▸ **SUPPLIED DATA**:
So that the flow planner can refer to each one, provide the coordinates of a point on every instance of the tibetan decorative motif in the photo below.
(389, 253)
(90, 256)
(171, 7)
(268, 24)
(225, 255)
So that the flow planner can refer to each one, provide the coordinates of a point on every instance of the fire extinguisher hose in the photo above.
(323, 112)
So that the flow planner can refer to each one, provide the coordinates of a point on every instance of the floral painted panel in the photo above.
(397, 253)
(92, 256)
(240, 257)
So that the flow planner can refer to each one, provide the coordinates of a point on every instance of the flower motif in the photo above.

▸ **TO BE DONE**: Rewrite all of the items, swapping "flow planner" for "layout planner" and leaving everything else unchanged.

▸ **EXERCISE RESPONSE**:
So that the layout planner can refer to each one, provide the coordinates of a point on every instance of the tibetan decorative motif in the photo below.
(389, 253)
(90, 256)
(171, 7)
(268, 24)
(225, 255)
So that the layout planner can refer to each one, provide the coordinates of a point on every instance of the fire extinguisher hose in the photo above.
(323, 112)
So that the layout planner can refer to each one, provide the coordinates of a point on every instance of the floral painted panel in the photo above.
(397, 253)
(92, 256)
(240, 257)
So that the layout planner can refer to each one, provide the coordinates of a point on every instance of the flower motif in the photo above.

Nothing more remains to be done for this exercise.